_YOUR INSTRUCTIONS_
Report the number of lines in the entries below that include the word "clicks", and nothing else.
RECORDS SHOWN Block Start
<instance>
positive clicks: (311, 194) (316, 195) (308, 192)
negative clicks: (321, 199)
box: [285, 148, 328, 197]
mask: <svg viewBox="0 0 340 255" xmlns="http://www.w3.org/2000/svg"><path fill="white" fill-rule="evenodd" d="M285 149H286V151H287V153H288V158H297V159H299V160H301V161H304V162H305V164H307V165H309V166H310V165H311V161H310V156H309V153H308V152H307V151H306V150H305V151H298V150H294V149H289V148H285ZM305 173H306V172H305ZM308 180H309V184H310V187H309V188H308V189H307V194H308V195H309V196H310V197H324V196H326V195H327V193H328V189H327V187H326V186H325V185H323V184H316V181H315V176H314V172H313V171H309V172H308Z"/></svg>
RECORDS SHOWN Block End
_RESPONSE AREA_
2